#### 提示文 ####

●大切な「語彙力」

当塾は、国語の指導を中心とした個別指導塾です。当塾を始めた理由は、国語力を高めることが、中学受験や高校受験の役に立つからだけではありません。私は、生徒の皆さんに大学生や社会人になってからも役立つ力を身に着けてほしいと願っているからです。この力は、国語を学ぶことで定着していきます。この力は、物事を正しく理解する力と、自分の考えを正しく伝えられる力です。この力は、「論理的思考力」と言ってよいでしょう。論理的思考力を養うための学習を重視し、当塾では「筆者の言いたいこと」をつかんだり、自分の考えを表現したりする練習を大切にしています。

さて、この「論理的思考力」は、言葉を使って考える力である訳ですが、そもそも言葉を知らなければ、この力を養うことはできません。国語は、現在私たちが使っている日本語を学ぶのですから、正しい読み方をすれば、文章の多くの部分は理解することができることでしょう。ただし、もしわからない言葉が出てきたら、わからない漢字が出てきたら、前後の文脈から推測するしか方策がありません。もし、その言葉に筆者の思いが含まれているとしたら、肝心の筆者の「言いたいこと」が理解できないこともあり得るのです。言葉はより多く、より正確に知っていたほうがいいのです。

さて、中学受験生はとても良く勉強していますが、語彙の力がやや不足気味の生徒が多いと感じています。よく授業で「これ、どういう意味の言葉ですか。」と聞かれることも多いのですが、わからない言葉を調べる習慣のない生徒も多いようです。今日は、国語力を高めるのに必須である「語彙力」の育て方について記していきます。

●国語辞典を選ぶ

語彙力をつけるには、国語辞典が必修の教材です。これから国語辞典を選ぶなら、小学生用の国語辞典で十分です。ぜひとも、親子で書店に足を運び、それぞれの辞書を見比べて、お子さんに最適の一冊を選んでほしいと考えます。お子さん本人が気に入ったものが一番です。

ポイントは、「わかりやすさ」と「見やすさ」です。言葉を一つ選んで、説明文が子供にわかりやすく書かれているかを注目してみましょう。これは子供に感想を言ってもらえばいいでしょう。続いて、用例が豊富に紹介されているかを確認しましょう。用例を読むことによって、その言葉がどのように使われるものかを知ることができます。後は、
色使いやイラストなどが、お子さんの興味にあっているかどうかです。

#### データ抜粋 ####

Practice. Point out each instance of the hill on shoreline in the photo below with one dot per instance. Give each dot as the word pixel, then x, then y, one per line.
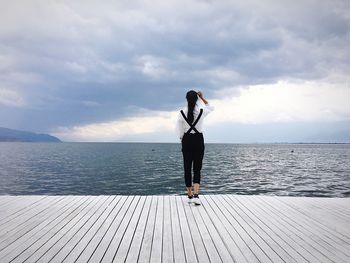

####

_記述問題 A_. 提示文の「語彙力をつけるには」で始まる段落を、主な内容を残したまま箇条書きにまとめてください。
_記述問題 B_. 提示文のうち、「さて、中学受験生はとても良く」から始まって「て方について記していきます。」まで続く部分を、一字も変えずに出力してください。
_記述問題 C_.
提示文について、次の問いに答えてください。
(i) 当塾は何を中心とした個別指導塾ですか。
(ii) 国語辞典を選ぶときのポイントとして挙げられている二つは何ですか。
(iii) 用例を読むと何を知ることができるとされていますか。

_解答全文 A_.
- 語彙力をつけるには、国語辞典が欠かせない。
- これから選ぶなら、小学生用の国語辞典で十分。
- 親子で書店に行き、辞書を見比べて子どもに合う一冊を選んでほしい。
- 子ども本人が気に入ったものが一番よい。

_解答全文 B_.
さて、中学受験生はとても良く勉強していますが、語彙の力がやや不足気味の生徒が多いと感じています。よく授業で「これ、どういう意味の言葉ですか。」と聞かれることも多いのですが、わからない言葉を調べる習慣のない生徒も多いようです。今日は、国語力を高めるのに必須である「語彙力」の育て方について記していきます。

_解答全文 C_.
(i) 国語の指導
(ii) 「わかりやすさ」と「見やすさ」
(iii) その言葉がどのように使われるものか